Rows of box annotation data:
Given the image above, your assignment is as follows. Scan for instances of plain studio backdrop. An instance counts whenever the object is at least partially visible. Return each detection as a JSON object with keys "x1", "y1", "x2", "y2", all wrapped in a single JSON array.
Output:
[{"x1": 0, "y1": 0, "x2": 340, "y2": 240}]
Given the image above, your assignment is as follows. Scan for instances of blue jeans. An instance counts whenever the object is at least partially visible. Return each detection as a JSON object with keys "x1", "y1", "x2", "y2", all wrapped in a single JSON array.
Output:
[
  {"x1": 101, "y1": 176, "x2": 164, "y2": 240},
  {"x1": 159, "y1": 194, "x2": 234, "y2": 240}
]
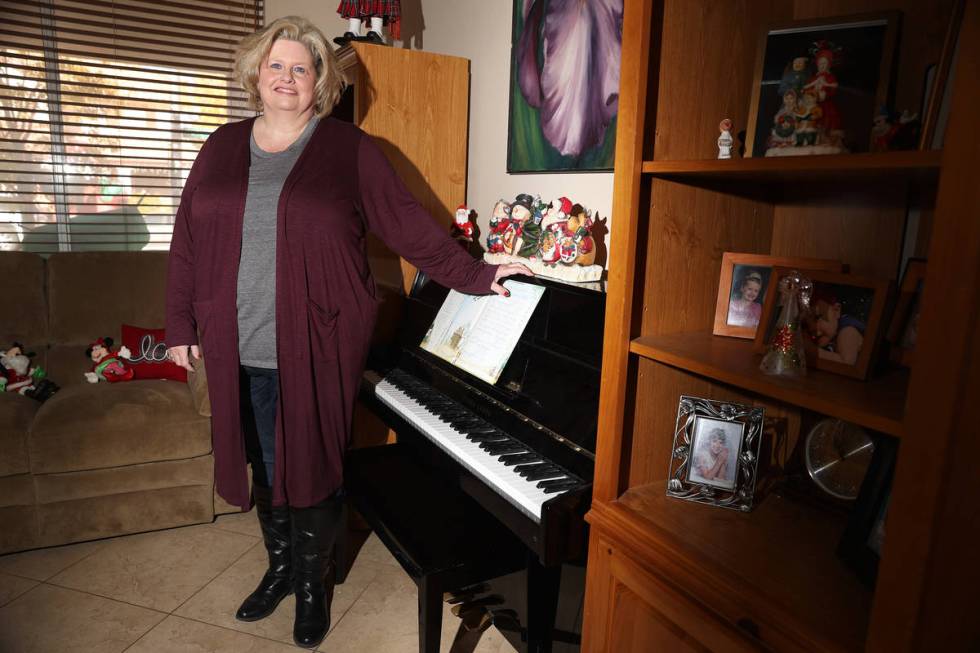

**What to do**
Rewrite the lines above, changing "blue jeans" to "denim pants" and keeping everything else the same. Omit the pictures from your answer.

**Response below**
Given the image above, your assignment is as follows. Scan for instances of plain studio backdrop. An instance counts whenever the object is at least partially visible. Return each detection as a JSON object with keys "x1", "y1", "x2", "y2", all wrapped in a single JSON array.
Output:
[{"x1": 0, "y1": 0, "x2": 340, "y2": 240}]
Given the image above, your assignment is as follows. Scan for instances of denim pants. An instance counts whenever the object is at least partially visible. Return each detection as a JSON object with keys "x1", "y1", "x2", "y2", all wrapped in a single JSON array.
Output:
[
  {"x1": 101, "y1": 176, "x2": 164, "y2": 240},
  {"x1": 159, "y1": 194, "x2": 234, "y2": 240}
]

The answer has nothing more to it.